**Work to be completed**
Format each line of the records below as a two-column Markdown table. Put a running number in the Row column and the line itself in the Line column, and skip any blank lines.

**Records provided**
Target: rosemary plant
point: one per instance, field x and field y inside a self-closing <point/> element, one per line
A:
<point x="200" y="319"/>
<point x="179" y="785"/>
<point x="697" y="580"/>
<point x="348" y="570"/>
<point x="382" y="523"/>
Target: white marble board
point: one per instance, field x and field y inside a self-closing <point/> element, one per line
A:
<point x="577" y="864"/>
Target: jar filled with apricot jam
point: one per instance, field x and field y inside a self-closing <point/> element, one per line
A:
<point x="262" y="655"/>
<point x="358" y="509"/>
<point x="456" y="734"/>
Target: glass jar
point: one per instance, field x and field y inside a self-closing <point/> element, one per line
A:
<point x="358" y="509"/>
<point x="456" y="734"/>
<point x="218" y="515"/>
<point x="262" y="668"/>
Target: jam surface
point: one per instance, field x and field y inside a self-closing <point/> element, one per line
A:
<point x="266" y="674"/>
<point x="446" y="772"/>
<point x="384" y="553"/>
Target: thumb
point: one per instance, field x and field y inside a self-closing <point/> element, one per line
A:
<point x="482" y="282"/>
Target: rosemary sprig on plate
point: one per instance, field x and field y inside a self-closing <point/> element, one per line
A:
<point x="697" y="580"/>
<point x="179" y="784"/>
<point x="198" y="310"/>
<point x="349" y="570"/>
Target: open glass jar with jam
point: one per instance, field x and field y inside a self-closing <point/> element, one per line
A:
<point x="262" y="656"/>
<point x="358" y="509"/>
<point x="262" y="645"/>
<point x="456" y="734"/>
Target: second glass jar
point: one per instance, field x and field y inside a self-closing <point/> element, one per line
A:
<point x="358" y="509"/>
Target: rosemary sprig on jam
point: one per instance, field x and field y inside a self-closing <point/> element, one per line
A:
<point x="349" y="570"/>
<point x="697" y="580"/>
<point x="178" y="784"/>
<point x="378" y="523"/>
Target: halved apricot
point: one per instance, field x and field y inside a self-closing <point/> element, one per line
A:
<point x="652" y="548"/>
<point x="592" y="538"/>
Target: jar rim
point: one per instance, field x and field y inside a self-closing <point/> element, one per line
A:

**Response below**
| Row | Line |
|---|---|
| 1 | Target: rosemary plant |
| 2 | point: one per instance, field x and field y inside a self-closing <point/> element, one per line |
| 3 | A: |
| 4 | <point x="200" y="319"/> |
| 5 | <point x="179" y="785"/> |
| 6 | <point x="697" y="580"/> |
| 7 | <point x="348" y="570"/> |
| 8 | <point x="382" y="523"/> |
| 9 | Target: white marble board |
| 10 | point: one per instance, field x and field y inside a self-closing <point/> element, one per line |
| 11 | A: |
| 12 | <point x="577" y="864"/> |
| 13 | Target: jar filled with apricot jam |
| 14 | point: one per instance, field x and field y inside a self-closing <point/> element, one per line |
| 15 | A: |
| 16 | <point x="262" y="655"/> |
| 17 | <point x="358" y="509"/> |
| 18 | <point x="456" y="734"/> |
| 19 | Target: glass jar |
| 20 | point: one per instance, field x and field y inside a self-closing <point/> element, one per line |
| 21 | A: |
| 22 | <point x="358" y="509"/> |
| 23 | <point x="456" y="734"/> |
| 24 | <point x="218" y="515"/> |
| 25 | <point x="262" y="668"/> |
| 26 | Target: jam surface |
| 27 | point: one per instance, field x and field y inside a self-closing <point/> element, one per line |
| 28 | A: |
| 29 | <point x="266" y="674"/> |
| 30 | <point x="446" y="772"/> |
| 31 | <point x="384" y="553"/> |
| 32 | Target: thumb |
| 33 | point: one per instance, field x and field y inside a self-closing <point/> element, one per line |
| 34 | A: |
| 35 | <point x="482" y="282"/> |
| 36 | Target: rosemary sprig on plate |
| 37 | point: one per instance, field x and field y inside a self-closing <point/> element, one per line |
| 38 | A: |
| 39 | <point x="697" y="580"/> |
| 40 | <point x="179" y="784"/> |
| 41 | <point x="198" y="310"/> |
| 42 | <point x="349" y="570"/> |
| 43 | Target: open glass jar with jam |
| 44 | point: one per instance, field x and field y inside a self-closing <point/> element, one per line |
| 45 | A: |
| 46 | <point x="262" y="656"/> |
| 47 | <point x="358" y="509"/> |
| 48 | <point x="262" y="645"/> |
| 49 | <point x="456" y="734"/> |
| 50 | Target: second glass jar |
| 51 | point: one per instance, field x and field y inside a self-closing <point/> element, one per line |
| 52 | A: |
| 53 | <point x="358" y="509"/> |
| 54 | Target: rosemary sprig on jam |
| 55 | point: one per instance, field x and field y inside a self-closing <point/> element, one per line |
| 56 | A: |
| 57 | <point x="349" y="570"/> |
| 58 | <point x="697" y="580"/> |
| 59 | <point x="178" y="784"/> |
| 60 | <point x="378" y="523"/> |
| 61 | Target: halved apricot |
| 62 | point: one per instance, field x and field y inside a self-closing <point/> element, one per line |
| 63 | A: |
| 64 | <point x="652" y="548"/> |
| 65 | <point x="592" y="538"/> |
| 66 | Target: jar rim |
| 67 | point: one per instance, field x and field y inside a self-closing <point/> element, one per line |
| 68 | A: |